- Problems and tasks
A – In the chat log about mainframe data transfers, what operating system did the new database run on?
B – Write the next few lines of the chat log about mainframe transfers and system panics, picking up after its final message.

- Passage given
• • •
-
aquamo4k
jbk: and others, your talk about talking to mainframes, back in early '90s we build a system that used a pho-printer queue to get data from the sunos to mainframes :-)
-
aquamo4k
lpd (or lprNG was the translator) :-)
-
jbk
i had another 'fun' mainframe experience..
-
jbk
they were doing a data migration which involved downloading whatever the mainframe equivalent of exported tables was, transferring them over a wan link and importing them into the new database (running on Solaris 10)
-
jbk
the group had originally decided that they should just mount that dataset over the WAN with NFS4
-
jbk
72 hours into their 48 hour transfer window (rehearsal) they realized they had a problem
-
jbk
also.. for some reason, the mainframe 'spontaneously' stopped accepting nfs4 mounts and had to resort to nfs3
-
jbk
because at the time ssh still had fixed sized windows which limited it's throughput, I had to concoct this rube goldbergesque setup
-
jbk
where another system in the same buildnig as the mainframe would instead use ftp, pipe it through gzip (default level), then pipe it through a connection across the wan to the destination system that'd uncompress and save the file
-
jbk
it took 4 hours
-
jbk
when the group was told 'ok, you can import everythign now' they thought we were joking
-
jbk
hrm.. there's no way to display all longest prefix matching routes for a given IP, is there?
-
jbk
route get IP just picks one (when there's more than one)
-
sommerfeld
jbk: yeah, I think I've noticed that.
-
rzezeski
I had a zfs deadman panic today on an otherwise idle system running DEBUG bits of my latest cxgbe work. This is my first time ever seeing such a panic. zpool scrub showed no issues. Looking at the stack I see that intrd had an ioctl in progress and was sitting in apix_wait_till_seen(). I'm wondering if IRM and/or DEBUG bits can induce this failure mode?
-
richlowe
I ran debug bits for a while, and things were not fun, but they did not crash
-
richlowe
rzezeski: apix was on the stack above ZFS, like we'd pinned an i/o thread for interrupt?
-
richlowe
or at the time it died interrupt management things were happening (but in another thread)
-
richlowe
(I can't tell which you mean)
-
rzezeski
-
jbk
i'm actually impressed intrd was doing something...
• • •
- Recorded data
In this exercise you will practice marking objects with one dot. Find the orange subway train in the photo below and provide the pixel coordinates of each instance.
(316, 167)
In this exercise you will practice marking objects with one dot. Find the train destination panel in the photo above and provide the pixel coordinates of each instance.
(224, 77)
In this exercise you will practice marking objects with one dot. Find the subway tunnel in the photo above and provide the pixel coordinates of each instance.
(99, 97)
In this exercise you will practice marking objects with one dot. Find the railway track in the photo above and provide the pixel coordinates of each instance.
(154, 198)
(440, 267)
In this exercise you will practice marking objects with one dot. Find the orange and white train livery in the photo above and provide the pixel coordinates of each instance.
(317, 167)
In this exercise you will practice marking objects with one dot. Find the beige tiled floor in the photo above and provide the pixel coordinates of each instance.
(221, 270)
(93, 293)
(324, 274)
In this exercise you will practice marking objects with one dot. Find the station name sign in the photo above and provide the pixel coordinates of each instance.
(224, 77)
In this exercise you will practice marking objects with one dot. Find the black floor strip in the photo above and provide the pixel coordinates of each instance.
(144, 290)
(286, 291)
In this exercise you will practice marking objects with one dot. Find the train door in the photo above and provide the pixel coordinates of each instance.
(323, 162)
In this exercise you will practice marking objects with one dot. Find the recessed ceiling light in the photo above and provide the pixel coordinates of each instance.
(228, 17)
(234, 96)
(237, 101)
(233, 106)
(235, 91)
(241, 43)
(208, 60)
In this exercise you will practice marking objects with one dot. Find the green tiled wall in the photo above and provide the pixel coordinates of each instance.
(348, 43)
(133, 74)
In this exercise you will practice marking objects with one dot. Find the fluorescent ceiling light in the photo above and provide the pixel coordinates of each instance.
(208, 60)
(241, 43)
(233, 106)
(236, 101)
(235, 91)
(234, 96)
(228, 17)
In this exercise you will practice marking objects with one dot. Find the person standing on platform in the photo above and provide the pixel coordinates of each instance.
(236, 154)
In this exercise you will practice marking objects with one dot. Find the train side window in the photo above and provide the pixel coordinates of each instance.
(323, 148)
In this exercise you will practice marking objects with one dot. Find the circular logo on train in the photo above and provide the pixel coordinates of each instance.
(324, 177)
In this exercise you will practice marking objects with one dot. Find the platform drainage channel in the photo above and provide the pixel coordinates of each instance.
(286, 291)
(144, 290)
• • •
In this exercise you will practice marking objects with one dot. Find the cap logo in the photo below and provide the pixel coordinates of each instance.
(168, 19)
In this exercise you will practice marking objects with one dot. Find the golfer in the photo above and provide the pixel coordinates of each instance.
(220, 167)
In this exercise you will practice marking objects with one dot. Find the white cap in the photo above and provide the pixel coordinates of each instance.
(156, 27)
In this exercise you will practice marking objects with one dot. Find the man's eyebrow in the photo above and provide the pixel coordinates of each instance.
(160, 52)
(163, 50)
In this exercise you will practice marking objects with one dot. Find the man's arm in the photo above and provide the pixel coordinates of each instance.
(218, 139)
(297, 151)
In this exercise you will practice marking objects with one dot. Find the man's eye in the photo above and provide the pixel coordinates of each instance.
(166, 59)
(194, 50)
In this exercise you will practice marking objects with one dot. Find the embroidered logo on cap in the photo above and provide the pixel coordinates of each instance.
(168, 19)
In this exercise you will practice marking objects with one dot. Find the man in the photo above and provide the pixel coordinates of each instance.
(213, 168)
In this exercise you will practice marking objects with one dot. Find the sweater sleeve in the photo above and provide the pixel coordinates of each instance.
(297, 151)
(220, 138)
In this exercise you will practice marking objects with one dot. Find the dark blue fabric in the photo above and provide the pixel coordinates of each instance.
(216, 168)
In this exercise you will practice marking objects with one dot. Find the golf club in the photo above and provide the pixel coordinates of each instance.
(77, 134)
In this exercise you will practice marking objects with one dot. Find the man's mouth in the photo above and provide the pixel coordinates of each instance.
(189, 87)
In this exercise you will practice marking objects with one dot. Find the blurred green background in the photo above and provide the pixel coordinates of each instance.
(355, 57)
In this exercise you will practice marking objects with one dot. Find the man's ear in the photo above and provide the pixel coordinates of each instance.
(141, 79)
• • •
- Task-by-task answers
A – Solaris 10

B –
-
richlowe
oh, it's actually r'ing ints
-
richlowe
I have never seen that
-
richlowe
rzezeski: I guess I would look at IRM first
-
richlowe
though the combination of IRM|DEBUG can only be more uncommon
-
rzezeski
Yea, I have a lot of stuff on my plate, so I don't necessarily have time to learn how all this works. That's why I thought I'd get a spot check in here and see if IRM could put one in this position given that I have no reason to suspect an actual hardware/software issue on this host. I guess if I could figure out what interrupt it was trying to remove/remap, and if that interrupt was related to one of my nvme devices...
-
richlowe
I think that's not that complicated, but someone like rm would be the one to try as far as remembering the x86 interrupt support well
-
richlowe
maybe not well enough for intrd though...
-
rzezeski
And I know DEBUG loves to throw random curveballs like trying to unload modules randomly, I figured this could be another thing like that. But I guess it could also point to a legit bug that's just a lot harder to hit in non-debug
-
richlowe
if I were wanting to make forward progress, I'd disable intrd etc, and keep DEBUG
-
rzezeski
I don't remember ever enabling it in the first place. I honestly know almost nothing about it.
-
rzezeski
okay, yea looks like it's enabled on my stock omnios bits
-
richlowe
yeah, it's enabled by default, but usually not particularly active
-
richlowe
or at all active
-
rzezeski
richlowe: I have a way of activating things, the computer gods hate me
-
rzezeski
fucking yak farm over here
-
rzezeski
okay, mapped the apix_vector_t argument back to the device info, looks like its for ixgbe, which makes sense since it participates in IRM
-
richlowe
rmustacc: do you remember why `CTASSERT` doesn't stringify `x`?
-
rzezeski
So with this deadman panic there should be an outstanding I/O, right? I wonder if that would give me any clues?
-
jbk
yeah
-
jbk
well mostly
-
richlowe
Yes there is outstanding I/O, maybe it would give you clues
-
jbk
technically, it could get stuck in the zfs i/o scheduler without ever being issued to the disk
-
jbk
though it'd be unlikely to happen on an idle system
-
richlowe
I think if we are in the mood to remap interrupts the system isn't, to our view, idle
-
jbk
since the deadman basically looks at when it gets sent to the scheduler and then when it completes
-
rzezeski
richlowe: of the 16 CPUs, 14 were idle, two were in sched
-
jbk
(and if a disk is busy or slow enough, you can get into a situation where zio to higher LBAs get starved because zios to lower numbered LBAs keep cutting in front of them)
-
rzezeski
I was literally out for a walk with nothing of significance running on the host (AFAIK)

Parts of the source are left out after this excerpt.